TASK GOAL.
Put every line of the entries below into a JSON list of strings, one string per line, with blank lines omitted. Leave the pictures out of the list.

-- begin DATA SECTION --

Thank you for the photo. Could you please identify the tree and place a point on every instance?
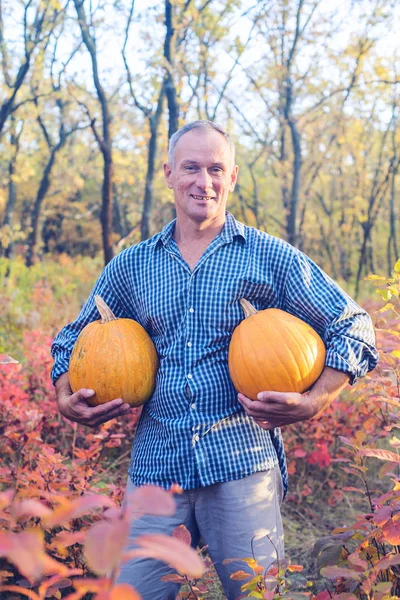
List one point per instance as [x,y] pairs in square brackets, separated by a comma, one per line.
[104,140]
[39,21]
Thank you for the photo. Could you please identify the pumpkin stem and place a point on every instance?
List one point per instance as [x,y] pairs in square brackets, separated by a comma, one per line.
[248,308]
[105,312]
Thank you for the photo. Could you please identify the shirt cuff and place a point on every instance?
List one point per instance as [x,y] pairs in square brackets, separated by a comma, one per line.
[335,361]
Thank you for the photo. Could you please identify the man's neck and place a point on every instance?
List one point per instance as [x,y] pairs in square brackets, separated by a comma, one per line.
[189,232]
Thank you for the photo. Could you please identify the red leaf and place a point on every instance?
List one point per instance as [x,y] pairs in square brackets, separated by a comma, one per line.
[169,550]
[325,595]
[382,515]
[150,500]
[31,508]
[356,560]
[174,577]
[28,555]
[391,531]
[333,572]
[124,591]
[387,562]
[240,576]
[6,360]
[380,454]
[15,588]
[300,453]
[78,507]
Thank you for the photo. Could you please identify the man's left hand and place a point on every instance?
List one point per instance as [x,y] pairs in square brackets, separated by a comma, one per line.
[275,409]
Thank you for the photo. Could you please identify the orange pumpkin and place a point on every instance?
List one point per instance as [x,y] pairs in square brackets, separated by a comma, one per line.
[271,350]
[114,357]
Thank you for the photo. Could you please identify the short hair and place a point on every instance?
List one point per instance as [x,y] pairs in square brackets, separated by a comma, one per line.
[202,125]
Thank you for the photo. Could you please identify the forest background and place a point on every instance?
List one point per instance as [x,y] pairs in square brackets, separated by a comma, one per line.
[91,91]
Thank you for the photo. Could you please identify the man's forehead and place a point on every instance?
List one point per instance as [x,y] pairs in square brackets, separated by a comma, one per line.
[198,138]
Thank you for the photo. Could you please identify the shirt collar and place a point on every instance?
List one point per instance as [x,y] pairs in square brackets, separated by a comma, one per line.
[232,228]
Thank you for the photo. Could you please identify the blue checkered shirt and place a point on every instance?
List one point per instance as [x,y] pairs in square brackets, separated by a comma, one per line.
[193,431]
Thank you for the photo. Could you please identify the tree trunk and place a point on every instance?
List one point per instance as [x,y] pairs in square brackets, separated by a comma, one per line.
[151,158]
[31,256]
[105,143]
[170,90]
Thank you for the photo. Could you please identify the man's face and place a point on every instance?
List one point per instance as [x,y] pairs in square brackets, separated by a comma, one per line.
[202,175]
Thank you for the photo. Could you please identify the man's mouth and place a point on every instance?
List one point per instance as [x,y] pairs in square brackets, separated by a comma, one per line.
[203,198]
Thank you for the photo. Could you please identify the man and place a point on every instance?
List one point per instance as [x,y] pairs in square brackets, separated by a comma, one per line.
[184,285]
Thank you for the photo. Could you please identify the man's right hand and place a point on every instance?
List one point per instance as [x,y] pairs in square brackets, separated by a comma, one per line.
[75,407]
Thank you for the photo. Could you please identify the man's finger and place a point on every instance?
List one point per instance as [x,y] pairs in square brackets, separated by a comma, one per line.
[106,407]
[99,420]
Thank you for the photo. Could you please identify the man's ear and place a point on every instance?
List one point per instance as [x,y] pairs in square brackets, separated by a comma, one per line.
[234,176]
[167,175]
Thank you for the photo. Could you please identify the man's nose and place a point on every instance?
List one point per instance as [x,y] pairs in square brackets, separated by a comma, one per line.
[203,179]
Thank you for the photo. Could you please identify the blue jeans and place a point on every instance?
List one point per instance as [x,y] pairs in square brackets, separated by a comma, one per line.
[235,519]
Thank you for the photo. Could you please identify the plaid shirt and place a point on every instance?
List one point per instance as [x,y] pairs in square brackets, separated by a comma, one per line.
[193,431]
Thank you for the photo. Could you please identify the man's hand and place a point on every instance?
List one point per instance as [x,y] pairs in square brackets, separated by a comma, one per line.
[275,409]
[75,407]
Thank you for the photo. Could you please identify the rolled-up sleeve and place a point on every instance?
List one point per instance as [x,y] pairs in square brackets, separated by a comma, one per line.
[63,343]
[345,327]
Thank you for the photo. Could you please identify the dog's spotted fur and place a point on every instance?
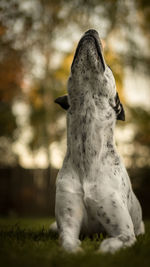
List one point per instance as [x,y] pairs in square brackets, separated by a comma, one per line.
[93,190]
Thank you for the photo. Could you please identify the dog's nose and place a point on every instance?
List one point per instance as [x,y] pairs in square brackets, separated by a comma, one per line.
[91,32]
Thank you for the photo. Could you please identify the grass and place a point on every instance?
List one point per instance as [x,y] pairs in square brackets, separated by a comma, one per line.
[28,242]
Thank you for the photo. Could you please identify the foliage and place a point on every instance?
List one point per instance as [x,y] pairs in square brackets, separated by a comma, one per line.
[31,34]
[27,242]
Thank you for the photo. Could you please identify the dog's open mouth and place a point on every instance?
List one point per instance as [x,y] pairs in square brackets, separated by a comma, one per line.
[90,35]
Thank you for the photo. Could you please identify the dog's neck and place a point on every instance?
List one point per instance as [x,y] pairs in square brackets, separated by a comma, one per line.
[90,129]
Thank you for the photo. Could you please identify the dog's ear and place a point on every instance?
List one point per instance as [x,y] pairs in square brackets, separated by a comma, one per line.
[120,113]
[63,101]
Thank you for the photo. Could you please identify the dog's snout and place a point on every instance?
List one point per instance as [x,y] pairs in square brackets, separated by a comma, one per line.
[91,32]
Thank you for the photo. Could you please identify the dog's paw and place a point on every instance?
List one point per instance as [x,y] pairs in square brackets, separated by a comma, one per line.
[110,245]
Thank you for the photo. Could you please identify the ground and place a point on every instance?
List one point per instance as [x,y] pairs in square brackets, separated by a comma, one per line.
[28,242]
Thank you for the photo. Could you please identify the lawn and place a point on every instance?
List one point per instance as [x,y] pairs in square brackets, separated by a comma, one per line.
[28,242]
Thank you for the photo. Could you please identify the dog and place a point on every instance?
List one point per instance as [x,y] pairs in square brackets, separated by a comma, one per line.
[93,190]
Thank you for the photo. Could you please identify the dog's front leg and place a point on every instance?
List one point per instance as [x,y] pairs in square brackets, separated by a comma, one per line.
[115,218]
[69,216]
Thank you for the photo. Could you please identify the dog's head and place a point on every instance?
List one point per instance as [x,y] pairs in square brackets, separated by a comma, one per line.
[90,73]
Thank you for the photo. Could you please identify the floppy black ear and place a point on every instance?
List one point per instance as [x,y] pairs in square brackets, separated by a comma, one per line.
[63,101]
[119,109]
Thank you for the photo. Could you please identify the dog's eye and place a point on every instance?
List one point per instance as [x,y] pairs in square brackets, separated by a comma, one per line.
[109,67]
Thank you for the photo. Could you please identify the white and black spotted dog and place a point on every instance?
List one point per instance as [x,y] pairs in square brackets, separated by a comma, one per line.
[93,189]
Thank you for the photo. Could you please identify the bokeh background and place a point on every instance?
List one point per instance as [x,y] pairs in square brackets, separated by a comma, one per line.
[37,42]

-- end DATA SECTION --

CORRECT ANSWER.
[
  "Thank you for the photo. Could you please identify the tree and place a point on every instance?",
  "List one point per instance as [x,y] pairs in square brackets, separated by a comma, one per line.",
  "[104,140]",
  "[39,21]",
  "Thank you for the photo. Could you please identify the pumpkin stem and place a point on every instance?",
  "List one point per instance as [x,y] pairs in square brackets, separated by a comma, one per line.",
  "[248,308]",
  "[105,312]",
  "Thank you for the photo. Could you please identify the shirt cuff and place a point on every instance?",
  "List one point per instance as [x,y] pairs in square brackets, separated by a comma, one per line.",
  "[335,361]",
  "Thank you for the photo. Could you please identify the man's neck and place a point on every instance?",
  "List one point per instance as [x,y] pairs in square brackets, separated by a comma, one per line.",
  "[189,232]",
  "Thank you for the photo. Could you please identify the red leaf and place a point on every instance?",
  "List one point per instance as [x,y] pairs in square brackets, separated by a comma, one per line.",
  "[169,550]",
  "[325,595]",
  "[382,515]",
  "[150,500]",
  "[31,508]",
  "[356,560]",
  "[174,577]",
  "[28,555]",
  "[391,531]",
  "[333,572]",
  "[124,591]",
  "[387,562]",
  "[240,576]",
  "[6,360]",
  "[380,454]",
  "[15,588]",
  "[300,453]",
  "[78,507]",
  "Thank you for the photo. Could you please identify the man's left hand and place a point on every instance?",
  "List one point per instance as [x,y] pairs in square brackets, separated by a comma, one per line.",
  "[275,409]",
  "Thank you for the photo. Could you please identify the orange pumpkin and place a point on every instance?",
  "List one point per instance as [x,y] pairs in square brackets, separated by a comma, one per line.",
  "[271,350]",
  "[114,357]",
  "Thank you for the photo. Could you please identify the short hair and place a point on every instance?",
  "List one point per instance as [x,y] pairs in square brackets, separated by a comma, one per line.",
  "[202,125]",
  "Thank you for the photo. Could you please identify the forest background and place a point on every instance?",
  "List one point per instance as [x,y] pairs in square brackets, separated by a comma, one per line.",
  "[91,91]",
  "Thank you for the photo. Could you please identify the man's forehead and place a point on every instance?",
  "List one point per instance as [x,y] pairs in square brackets, separated by a comma, one per line.",
  "[198,138]",
  "Thank you for the photo. Could you please identify the shirt collar and place a point on every instance?",
  "List one point per instance as [x,y] pairs in square brackets, separated by a comma, one per line.",
  "[232,228]",
  "Thank you for the photo. Could you please identify the blue checkered shirt and place a point on every instance?",
  "List one point per instance as [x,y] pairs in square brackets, separated by a comma, one per line.",
  "[193,431]",
  "Thank you for the photo. Could you please identify the tree trunk and place a point on every instance?",
  "List one point per instance as [x,y] pairs in square brackets, separated by a comma, one per line.",
  "[151,158]",
  "[31,256]",
  "[105,143]",
  "[170,90]",
  "Thank you for the photo. Could you please identify the man's face and place a point on every instance?",
  "List one point per instance as [x,y] pairs in square brackets, separated by a comma, one per line.",
  "[202,175]",
  "Thank you for the photo. Could you please identify the man's mouth and place a point on every instance?",
  "List one point per instance as [x,y] pairs in square brackets, separated by a comma, one per line.",
  "[203,198]",
  "Thank you for the photo. Could you please identify the man and place a point on every instance?",
  "List one point per instance as [x,y] pairs in square brackets, separated by a comma, one per line.",
  "[184,285]",
  "Thank you for the photo. Could you please identify the man's right hand and place a point on every instance?",
  "List one point per instance as [x,y] pairs in square brackets, separated by a comma, one per line.",
  "[75,407]",
  "Thank you for the photo. Could you please identify the man's finger and place a point on every instance?",
  "List one point per instance as [x,y] pairs in square brackets, separated by a comma, one per line.",
  "[106,407]",
  "[99,420]",
  "Thank you for the photo. Could you please identify the man's ear and place a point on every instance?",
  "List one point per instance as [x,y] pairs in square brackets, separated by a comma, one per line.",
  "[234,176]",
  "[167,175]",
  "Thank you for the photo. Could you please identify the man's nose and place a point on every instance?",
  "List one point per instance as [x,y] pairs in square brackets, separated by a comma, one per line.",
  "[203,179]",
  "Thank you for the photo. Could you please identify the blue jeans and place a point on every instance?",
  "List one point per instance as [x,y] pairs in square brackets, separated by a comma, one per line.",
  "[235,519]",
  "Thank you for the photo. Could you please identify the plaid shirt and place a point on every instance?",
  "List one point per instance as [x,y] pairs in square brackets, separated by a comma, one per line.",
  "[193,431]",
  "Thank you for the photo. Could you please identify the man's hand and place a point on every instance?",
  "List one point per instance as [x,y] pairs in square brackets, separated by a comma, one per line.",
  "[275,409]",
  "[75,407]",
  "Thank you for the photo. Could you please identify the rolled-up sleeve and place a point on every instance?",
  "List one point per instance as [x,y] pairs in square brackets, separated by a comma, one per line.",
  "[63,343]",
  "[345,327]",
  "Thank you for the photo. Could you please identify the dog's spotted fur and place a point on every instance?",
  "List one point per instance as [x,y] pairs in square brackets, separated by a comma, one per line.",
  "[93,190]",
  "Thank you for the photo. Could you please identify the dog's nose and place a point on every instance?",
  "List one point per instance as [x,y] pairs in square brackets, separated by a comma, one per line.",
  "[91,32]",
  "Thank you for the photo. Could you please identify the grass and place a point on every instance?",
  "List one point per instance as [x,y] pairs in square brackets, separated by a comma, one per line.",
  "[28,242]",
  "Thank you for the photo. Could you please identify the foliage and place a point on every instance?",
  "List one point per instance as [x,y] pairs in square brackets, separated by a comma, one per line.",
  "[31,34]",
  "[27,242]",
  "Thank you for the photo. Could you please identify the dog's open mouth and place a point on every instance?",
  "List one point per instance as [x,y] pairs in square brackets, separated by a comma, one per line.",
  "[90,35]",
  "Thank you for the photo. Could you please identify the dog's neck and place a point on every instance?",
  "List one point per instance as [x,y] pairs in square brackets, separated by a comma, one per line.",
  "[90,129]",
  "Thank you for the photo. Could you please identify the dog's ear and place a point on every instance?",
  "List one point per instance as [x,y] pairs in square brackets, separated by a comma, one per line.",
  "[120,113]",
  "[63,101]",
  "Thank you for the photo. Could you please identify the dog's snout and place a point on every instance?",
  "List one point per instance as [x,y] pairs in square brackets, separated by a comma, one per line.",
  "[91,32]",
  "Thank you for the photo. Could you please identify the dog's paw and place a point on every instance?",
  "List one point per instance as [x,y] pairs in square brackets, separated by a comma, one per line.",
  "[110,245]",
  "Thank you for the photo. Could you please identify the ground and place a point on every instance?",
  "List one point per instance as [x,y] pairs in square brackets, separated by a comma, one per line.",
  "[28,242]",
  "Thank you for the photo. Could you please identify the lawn and place a point on every instance?",
  "List one point per instance as [x,y] pairs in square brackets, separated by a comma, one per line.",
  "[28,242]",
  "Thank you for the photo. Could you please identify the dog and place a point on every instance?",
  "List one point per instance as [x,y] pairs in square brackets, separated by a comma, one per line.",
  "[93,190]",
  "Thank you for the photo. Could you please identify the dog's front leg and place a point on every instance?",
  "List one point per instance as [x,y] pairs in square brackets, separated by a comma, one per line.",
  "[115,218]",
  "[69,216]",
  "Thank you for the photo. Could you please identify the dog's head and place a point on every instance?",
  "List one point per instance as [x,y] pairs in square brackets, separated by a comma, one per line.",
  "[90,73]",
  "Thank you for the photo. Could you please identify the floppy black ear and place a point on every instance?",
  "List one point per instance as [x,y] pairs in square brackets, separated by a comma, one per line.",
  "[63,101]",
  "[119,109]",
  "Thank you for the photo. Could you please identify the dog's eye and place a point on every instance?",
  "List one point per instance as [x,y] pairs in square brackets, separated by a comma, one per line.",
  "[109,67]",
  "Thank you for the photo. Could you please identify the white and black spotted dog and place a point on every instance?",
  "List one point per instance as [x,y] pairs in square brackets, separated by a comma, one per line.",
  "[93,189]",
  "Thank you for the photo. Could you please identify the bokeh background and place a point on every instance?",
  "List one point per instance as [x,y] pairs in square brackets, separated by a comma, one per line.",
  "[37,42]"
]